*TEXT SECTION*.
******************************
Problem: We have two customers, A and B, both connected to the internet via eth0. We want to allocate 60 kbps to B and 40 kbps to A. Next we want to subdivide A's bandwidth 30kbps for WWW and 10kbps for everything else. Any unused bandwidth can be used by any class which needs it (in proportion of its allocated share).

HTB ensures that the amount of service provided to each class is at least the minimum of the amount it requests and the amount assigned to it. When a class requests less than the amount assigned, the remaining (excess) bandwidth is distributed to other classes which request service.

Note: In the literature this is called "borrowing" the excess bandwidth. We use that term below to conform with the literature. We mention, however, that this seems like a bad term since there is no obligation to repay the resource that was "borrowed".

The different kinds of traffic above are represented by classes in HTB. The simplest approach is shown in the picture at the right.
Let's see what commands to use:

tc qdisc add dev eth0 root handle 1: htb default 12
This command attaches queue discipline HTB to eth0 and gives it the "handle" 1:. This is just a name or identifier with which to refer to it below. The default 12 means that any traffic that is not otherwise classified will be assigned to class 1:12.

Note: In general (not just for HTB but for all qdiscs and classes in tc), handles are written x:y where x is an integer identifying a qdisc and y is an integer identifying a class belonging to that qdisc. The handle for a qdisc must have zero for its y value and the handle for a class must have a non-zero value for its y value. The "1:" above is treated as "1:0".
******************************
*AIM OF THE EXERCISE*.
Rewrite the paragraph of the traffic-shaping text beginning "Problem: We have two customers" as a short bulleted list that keeps its main facts. The records that come next are separate material with no tie to the traffic-shaping text.
******************************
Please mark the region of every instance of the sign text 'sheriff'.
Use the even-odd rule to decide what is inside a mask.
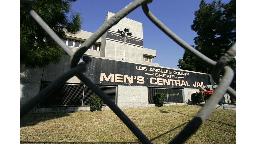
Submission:
[[[84,57],[86,60],[86,57]],[[196,88],[210,84],[209,76],[182,70],[98,58],[91,59],[84,74],[97,84]]]

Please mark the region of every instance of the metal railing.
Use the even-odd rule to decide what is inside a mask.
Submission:
[[[214,81],[219,85],[214,94],[208,100],[208,102],[169,143],[182,143],[195,133],[202,123],[210,115],[216,104],[222,98],[225,92],[227,91],[231,96],[235,98],[235,91],[229,86],[234,77],[234,72],[230,67],[227,66],[228,62],[236,55],[235,43],[221,57],[217,62],[212,60],[186,43],[155,17],[147,6],[147,4],[152,1],[152,0],[136,0],[130,3],[117,13],[115,15],[112,17],[106,22],[104,23],[89,38],[81,45],[75,53],[74,53],[32,9],[30,5],[35,3],[35,0],[21,0],[20,2],[22,6],[68,55],[71,57],[71,60],[70,70],[56,79],[35,96],[29,100],[21,107],[20,117],[21,118],[30,110],[47,98],[52,93],[61,86],[62,84],[75,75],[104,101],[142,143],[145,144],[152,143],[116,105],[81,72],[84,70],[86,65],[85,62],[80,58],[82,57],[83,54],[107,30],[116,24],[129,13],[141,5],[147,16],[160,30],[181,47],[186,50],[201,61],[208,66],[213,68],[212,75]],[[219,78],[219,74],[222,71],[224,73],[223,78],[221,79]]]

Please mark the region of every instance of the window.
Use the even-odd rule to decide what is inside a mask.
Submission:
[[[145,55],[143,56],[144,61],[148,61],[149,62],[152,62],[152,57],[149,56],[147,56]]]
[[[82,44],[84,42],[84,41],[72,39],[69,38],[64,38],[64,39],[63,39],[62,40],[64,42],[66,43],[66,44],[68,46],[77,48],[81,46]],[[88,49],[97,51],[100,51],[100,44],[94,44],[91,47],[89,48]]]
[[[76,40],[75,41],[75,47],[79,47],[80,46],[80,41]]]
[[[74,43],[74,40],[71,39],[68,39],[68,46],[73,46],[73,43]]]

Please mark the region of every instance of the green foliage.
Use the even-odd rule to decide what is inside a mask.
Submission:
[[[191,101],[194,104],[198,104],[204,101],[203,94],[194,93],[191,95]]]
[[[236,0],[224,4],[220,0],[207,4],[202,0],[199,7],[191,25],[197,34],[193,47],[216,61],[236,41]],[[178,66],[182,69],[205,73],[212,70],[186,50],[178,62]]]
[[[32,8],[61,38],[65,34],[78,33],[82,18],[72,13],[71,2],[74,0],[37,0]],[[68,15],[70,15],[69,18]],[[65,52],[21,5],[20,60],[23,67],[42,68],[51,62],[59,62]]]
[[[100,110],[99,108],[102,106],[103,101],[97,95],[91,96],[90,106],[93,111]]]
[[[165,97],[166,93],[157,93],[154,98],[156,104],[158,104],[160,107],[163,106],[165,103]]]

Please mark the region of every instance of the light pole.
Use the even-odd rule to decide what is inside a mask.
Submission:
[[[121,34],[121,36],[124,38],[124,58],[123,60],[125,60],[125,36],[126,35],[131,35],[132,34],[132,32],[129,32],[130,28],[126,27],[124,30],[123,31],[120,29],[118,29],[117,32]]]

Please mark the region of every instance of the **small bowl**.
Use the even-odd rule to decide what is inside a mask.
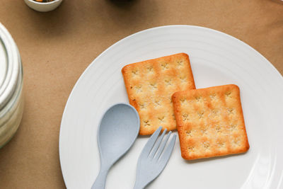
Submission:
[[[59,6],[63,0],[54,0],[50,2],[37,2],[33,0],[24,0],[25,3],[33,10],[40,12],[47,12],[52,11]]]

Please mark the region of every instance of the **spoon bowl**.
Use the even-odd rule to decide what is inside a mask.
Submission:
[[[118,103],[105,112],[98,132],[100,171],[92,189],[105,188],[110,168],[130,149],[139,132],[139,114],[132,105]]]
******************************
*TASK RESULT*.
- Customers A and B both connect to the internet through eth0.
- B is allocated 60 kbps and A is allocated 40 kbps.
- A's bandwidth is split into 30 kbps for WWW and 10 kbps for everything else.
- Unused bandwidth can go to any class that needs it, in proportion to its allocated share.